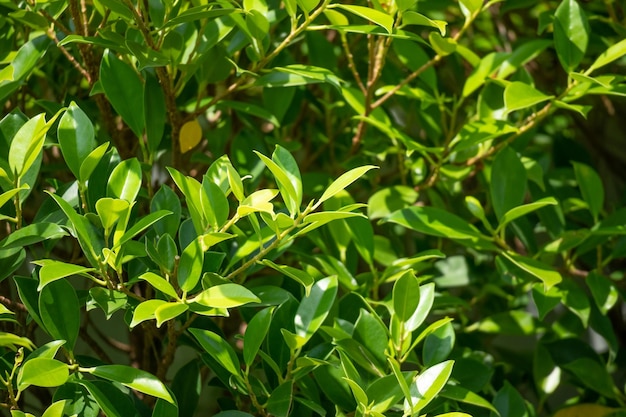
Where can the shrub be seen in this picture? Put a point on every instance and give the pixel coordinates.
(182, 225)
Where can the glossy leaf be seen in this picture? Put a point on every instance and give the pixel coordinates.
(406, 296)
(413, 18)
(508, 182)
(169, 311)
(226, 296)
(42, 372)
(61, 319)
(343, 181)
(89, 164)
(52, 270)
(218, 348)
(428, 384)
(571, 34)
(613, 52)
(519, 96)
(214, 204)
(108, 398)
(438, 345)
(290, 194)
(55, 409)
(27, 144)
(375, 16)
(255, 334)
(159, 283)
(296, 274)
(314, 309)
(546, 274)
(155, 111)
(604, 292)
(124, 90)
(523, 210)
(280, 400)
(591, 188)
(76, 137)
(31, 234)
(190, 266)
(125, 180)
(145, 311)
(133, 378)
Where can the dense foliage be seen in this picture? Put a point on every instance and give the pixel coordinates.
(305, 207)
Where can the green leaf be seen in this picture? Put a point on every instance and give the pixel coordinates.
(512, 323)
(571, 34)
(108, 300)
(28, 143)
(470, 7)
(413, 18)
(155, 111)
(61, 319)
(125, 180)
(140, 226)
(7, 196)
(190, 266)
(509, 402)
(462, 394)
(194, 14)
(133, 378)
(296, 75)
(288, 191)
(159, 283)
(378, 17)
(313, 309)
(55, 409)
(112, 401)
(145, 311)
(438, 345)
(280, 400)
(251, 109)
(428, 384)
(31, 234)
(219, 349)
(186, 386)
(613, 52)
(523, 210)
(52, 270)
(42, 372)
(537, 269)
(387, 200)
(406, 296)
(508, 182)
(22, 65)
(426, 300)
(111, 210)
(590, 187)
(519, 95)
(436, 222)
(92, 160)
(443, 46)
(226, 296)
(255, 334)
(76, 138)
(604, 292)
(296, 274)
(214, 204)
(343, 181)
(124, 90)
(288, 165)
(169, 311)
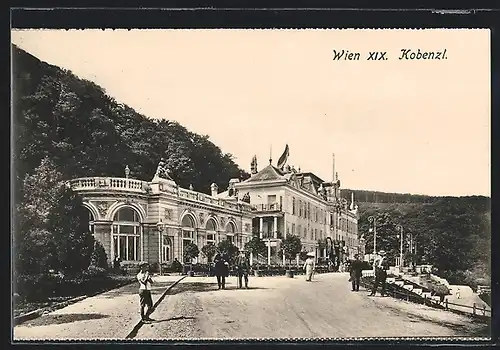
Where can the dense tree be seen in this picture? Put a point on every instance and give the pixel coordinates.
(256, 246)
(52, 225)
(191, 251)
(292, 246)
(208, 251)
(228, 249)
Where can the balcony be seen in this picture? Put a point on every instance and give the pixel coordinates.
(268, 208)
(138, 186)
(108, 183)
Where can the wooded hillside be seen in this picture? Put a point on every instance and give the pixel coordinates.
(81, 131)
(85, 132)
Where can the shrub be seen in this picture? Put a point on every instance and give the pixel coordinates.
(93, 272)
(99, 257)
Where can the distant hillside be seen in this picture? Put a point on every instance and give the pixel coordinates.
(366, 196)
(452, 233)
(87, 133)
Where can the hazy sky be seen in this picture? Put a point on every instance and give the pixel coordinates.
(421, 127)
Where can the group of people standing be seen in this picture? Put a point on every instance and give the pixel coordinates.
(221, 265)
(380, 267)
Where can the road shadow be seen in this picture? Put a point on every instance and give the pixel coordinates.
(54, 319)
(176, 318)
(199, 287)
(157, 288)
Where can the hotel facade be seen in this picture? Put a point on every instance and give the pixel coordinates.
(153, 220)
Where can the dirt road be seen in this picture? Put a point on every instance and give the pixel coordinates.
(280, 307)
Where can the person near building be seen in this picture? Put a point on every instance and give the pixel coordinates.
(309, 266)
(221, 270)
(381, 266)
(243, 268)
(356, 269)
(145, 282)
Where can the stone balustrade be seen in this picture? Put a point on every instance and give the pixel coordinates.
(111, 183)
(138, 186)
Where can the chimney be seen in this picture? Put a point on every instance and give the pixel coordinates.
(215, 189)
(253, 165)
(333, 169)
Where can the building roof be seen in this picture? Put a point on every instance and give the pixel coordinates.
(269, 173)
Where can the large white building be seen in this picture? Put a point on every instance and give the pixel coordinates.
(152, 221)
(287, 202)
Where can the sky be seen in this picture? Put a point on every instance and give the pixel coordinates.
(406, 126)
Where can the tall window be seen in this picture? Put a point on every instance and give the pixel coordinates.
(211, 233)
(91, 223)
(187, 233)
(126, 232)
(230, 232)
(166, 249)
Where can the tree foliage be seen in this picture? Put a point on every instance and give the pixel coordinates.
(453, 234)
(228, 249)
(209, 250)
(99, 257)
(60, 116)
(292, 246)
(256, 245)
(191, 251)
(52, 225)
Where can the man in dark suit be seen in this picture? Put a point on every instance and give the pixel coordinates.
(381, 266)
(221, 270)
(356, 268)
(243, 266)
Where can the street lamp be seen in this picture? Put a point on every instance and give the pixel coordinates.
(373, 220)
(160, 227)
(400, 229)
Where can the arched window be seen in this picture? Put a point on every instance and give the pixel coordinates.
(126, 232)
(230, 231)
(187, 231)
(91, 222)
(166, 249)
(211, 231)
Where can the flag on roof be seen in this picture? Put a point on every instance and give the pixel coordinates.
(284, 157)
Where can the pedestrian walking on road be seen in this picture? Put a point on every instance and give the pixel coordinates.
(221, 270)
(355, 269)
(145, 282)
(309, 266)
(243, 268)
(381, 266)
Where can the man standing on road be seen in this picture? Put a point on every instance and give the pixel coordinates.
(381, 266)
(243, 266)
(145, 281)
(309, 266)
(356, 268)
(221, 270)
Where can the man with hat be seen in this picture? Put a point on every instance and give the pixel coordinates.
(145, 281)
(243, 268)
(309, 266)
(356, 269)
(381, 266)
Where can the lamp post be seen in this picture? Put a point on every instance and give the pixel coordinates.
(400, 229)
(373, 220)
(160, 227)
.....
Render every line of the items above as a JSON list of strings, one string per line, with blank lines skipped and the pictures left out.

[
  "Where can the shrub be seen in this picture? Put a point on every instance and give the pixel coordinates.",
  "(182, 225)",
  "Where can the glossy leaf be seen in this picture? Put a point on every instance and give the pixel coordinates.",
  "(406, 296)",
  "(413, 18)",
  "(508, 182)",
  "(169, 311)",
  "(226, 296)",
  "(42, 372)",
  "(61, 319)",
  "(343, 181)",
  "(89, 164)",
  "(52, 270)",
  "(218, 348)",
  "(428, 384)",
  "(571, 34)",
  "(613, 52)",
  "(519, 96)",
  "(214, 204)",
  "(108, 398)",
  "(438, 345)",
  "(290, 194)",
  "(55, 409)",
  "(27, 144)",
  "(375, 16)",
  "(255, 334)",
  "(159, 283)",
  "(296, 274)",
  "(314, 309)",
  "(546, 274)",
  "(155, 111)",
  "(604, 292)",
  "(124, 90)",
  "(523, 210)",
  "(280, 400)",
  "(591, 188)",
  "(76, 137)",
  "(31, 234)",
  "(190, 266)",
  "(125, 180)",
  "(145, 311)",
  "(133, 378)",
  "Where can the dense foliage be seen in this picture? Put a point on every instance and give the pixel coordinates.",
  "(305, 207)",
  "Where can the green leaf be seen in this picture? Put a point on every instance and give the pixel coordinates.",
  "(512, 323)",
  "(571, 34)",
  "(108, 300)",
  "(28, 143)",
  "(470, 7)",
  "(413, 18)",
  "(155, 111)",
  "(61, 319)",
  "(125, 180)",
  "(140, 226)",
  "(7, 196)",
  "(190, 266)",
  "(509, 402)",
  "(462, 394)",
  "(194, 14)",
  "(133, 378)",
  "(296, 75)",
  "(288, 191)",
  "(159, 283)",
  "(378, 17)",
  "(313, 309)",
  "(55, 409)",
  "(112, 401)",
  "(145, 311)",
  "(438, 345)",
  "(280, 400)",
  "(251, 109)",
  "(428, 384)",
  "(31, 234)",
  "(219, 349)",
  "(186, 386)",
  "(613, 52)",
  "(523, 210)",
  "(52, 270)",
  "(42, 372)",
  "(537, 269)",
  "(387, 200)",
  "(406, 296)",
  "(508, 182)",
  "(22, 65)",
  "(426, 300)",
  "(111, 210)",
  "(590, 187)",
  "(519, 95)",
  "(436, 222)",
  "(92, 160)",
  "(443, 46)",
  "(226, 296)",
  "(255, 334)",
  "(76, 138)",
  "(604, 292)",
  "(296, 274)",
  "(214, 204)",
  "(343, 181)",
  "(124, 90)",
  "(288, 165)",
  "(169, 311)",
  "Where can the dense tree be seen in this picture? Put a point on every instance and give the pixel coordinates.",
  "(256, 246)",
  "(52, 225)",
  "(191, 251)",
  "(292, 246)",
  "(208, 251)",
  "(228, 249)",
  "Where can the balcony be seen in this picture? Put a point on every instance and give the pixel coordinates.",
  "(268, 208)",
  "(138, 186)",
  "(108, 183)",
  "Where can the wooded hillside be seen in this picture? Put a point on every instance and give the pixel coordinates.",
  "(81, 131)",
  "(85, 132)",
  "Where can the shrub be seen in this picture? Put a point on every instance and give the pixel coordinates.",
  "(93, 272)",
  "(99, 257)",
  "Where can the distant hillside be seen in this picture? Put a point on every instance and give the pixel coordinates.",
  "(366, 196)",
  "(452, 233)",
  "(87, 133)",
  "Where can the hazy sky be seen in this picture? Put a point on every instance and give the pixel coordinates.",
  "(421, 127)",
  "Where can the group of people standing be seen in this picture? Put a point on every instance and give the pixel coordinates.",
  "(221, 265)",
  "(380, 267)",
  "Where can the road shadow be seen in this picture? Put a point on every instance and give the pixel coordinates.",
  "(54, 319)",
  "(176, 318)",
  "(199, 287)",
  "(157, 288)",
  "Where can the hotel facade be seen in this picture? Put a point on every instance and give the pixel coordinates.",
  "(153, 220)",
  "Where can the dirt road be seen in this picture? Put a point on every instance and give the pixel coordinates.",
  "(280, 307)",
  "Where can the person near building be seen in this picture? Put a point on every instance and give the pixel coordinates.",
  "(309, 266)",
  "(221, 270)",
  "(381, 266)",
  "(243, 268)",
  "(356, 269)",
  "(145, 282)",
  "Where can the stone balustrade be seen in this picture? Put a point on every instance and give the pixel coordinates.",
  "(111, 183)",
  "(138, 186)",
  "Where can the chimney be seen in this picture? Put a point on every instance and give the pixel coordinates.",
  "(215, 189)",
  "(253, 165)",
  "(333, 169)",
  "Where can the building roof be seen in this picture? Put a point on every instance and give the pixel coordinates.",
  "(269, 173)",
  "Where can the large white building be seen in this picture? Put a point on every instance and give the pixel coordinates.",
  "(152, 221)",
  "(287, 202)",
  "Where can the sky be seen in this picture? Put a point on every instance and give the pixel coordinates.",
  "(406, 126)",
  "Where can the tall window be seen in this picture? Put a point on every instance and give the pixel coordinates.",
  "(211, 233)",
  "(91, 223)",
  "(187, 233)",
  "(126, 232)",
  "(230, 232)",
  "(166, 249)",
  "Where can the tree foliage be seen in this picture? Put a point on every instance and give the pixel coordinates.",
  "(453, 234)",
  "(228, 249)",
  "(209, 250)",
  "(99, 257)",
  "(60, 116)",
  "(292, 246)",
  "(256, 245)",
  "(191, 251)",
  "(52, 225)",
  "Where can the man in dark suit be seen in this picture? Put a point on every instance and give the pixel coordinates.",
  "(381, 266)",
  "(221, 270)",
  "(356, 268)",
  "(243, 266)",
  "Where can the street lamp be seen in this picture? Put a point on every instance and give the pixel coordinates.",
  "(373, 220)",
  "(160, 227)",
  "(400, 229)",
  "Where can the arched window be seen in this picture? Put a point on every instance and give the pixel coordinates.",
  "(126, 232)",
  "(230, 231)",
  "(187, 231)",
  "(91, 222)",
  "(166, 249)",
  "(211, 231)",
  "Where can the flag on roof be seen in this picture? Put a point on every instance and give the pixel coordinates.",
  "(284, 157)",
  "Where can the pedestrian walking on road be seen in this picture? Put a point on every instance and give the pixel coordinates.",
  "(221, 270)",
  "(355, 269)",
  "(145, 282)",
  "(309, 266)",
  "(243, 268)",
  "(381, 266)",
  "Where can the man standing on road be seen in this picture? Put a point on every instance and give the pixel coordinates.",
  "(381, 266)",
  "(243, 266)",
  "(145, 281)",
  "(309, 266)",
  "(356, 268)",
  "(221, 270)",
  "Where can the man with hat be seen in this picture? Put a point on every instance and give the pixel coordinates.",
  "(145, 281)",
  "(243, 268)",
  "(309, 266)",
  "(356, 269)",
  "(381, 266)",
  "Where can the lamp post be seen in this picture? Put a point on every instance and give the pixel coordinates.",
  "(400, 229)",
  "(373, 220)",
  "(160, 227)"
]